**Required task:** Turn the part of the records that opens with the line containing "For the benchmark, point to the white ceiling" and runs to the end of the records into a JSON list of strings. Give one string per line and leave out any blank lines.

:::

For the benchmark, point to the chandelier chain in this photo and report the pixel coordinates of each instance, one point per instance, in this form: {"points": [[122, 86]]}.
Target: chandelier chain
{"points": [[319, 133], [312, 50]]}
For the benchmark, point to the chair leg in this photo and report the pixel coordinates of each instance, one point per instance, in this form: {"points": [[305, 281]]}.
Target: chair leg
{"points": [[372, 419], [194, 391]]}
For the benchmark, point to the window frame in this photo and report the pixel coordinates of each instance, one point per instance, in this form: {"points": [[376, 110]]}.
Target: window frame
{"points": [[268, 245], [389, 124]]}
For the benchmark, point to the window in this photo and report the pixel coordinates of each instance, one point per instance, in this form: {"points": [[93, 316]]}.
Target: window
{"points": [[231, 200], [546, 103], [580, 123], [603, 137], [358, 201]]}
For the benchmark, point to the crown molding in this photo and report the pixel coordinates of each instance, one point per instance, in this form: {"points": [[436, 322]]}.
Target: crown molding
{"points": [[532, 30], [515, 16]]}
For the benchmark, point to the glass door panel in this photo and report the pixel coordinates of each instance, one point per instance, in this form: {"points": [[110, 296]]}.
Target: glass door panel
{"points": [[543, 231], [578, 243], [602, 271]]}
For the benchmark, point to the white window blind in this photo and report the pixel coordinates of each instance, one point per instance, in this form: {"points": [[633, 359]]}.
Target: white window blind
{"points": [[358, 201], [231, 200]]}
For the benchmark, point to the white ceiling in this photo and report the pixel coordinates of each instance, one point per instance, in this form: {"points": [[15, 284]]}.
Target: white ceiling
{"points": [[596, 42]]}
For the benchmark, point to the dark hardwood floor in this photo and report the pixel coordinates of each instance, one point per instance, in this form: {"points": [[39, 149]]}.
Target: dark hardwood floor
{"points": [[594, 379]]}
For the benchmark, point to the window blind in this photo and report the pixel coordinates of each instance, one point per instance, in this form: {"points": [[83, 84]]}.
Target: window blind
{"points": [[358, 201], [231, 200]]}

:::

**Task solution:**
[
  "For the benchmark, point to the white ceiling in this photo and report the pixel coordinates of each instance, one point per instance, in this form: {\"points\": [[15, 284]]}.",
  "Target: white ceiling",
  "{\"points\": [[596, 42]]}",
  "For the benchmark, point to the dark hardwood floor in this photo and report the pixel coordinates of each instance, one point per instance, in this form: {\"points\": [[39, 149]]}.",
  "Target: dark hardwood floor",
  "{\"points\": [[594, 379]]}",
  "For the benchmark, point to the window blind in this photo and report the pixel coordinates of each instance, one point per instance, in this form: {\"points\": [[83, 84]]}.",
  "Target: window blind",
  "{\"points\": [[358, 201], [231, 200]]}"
]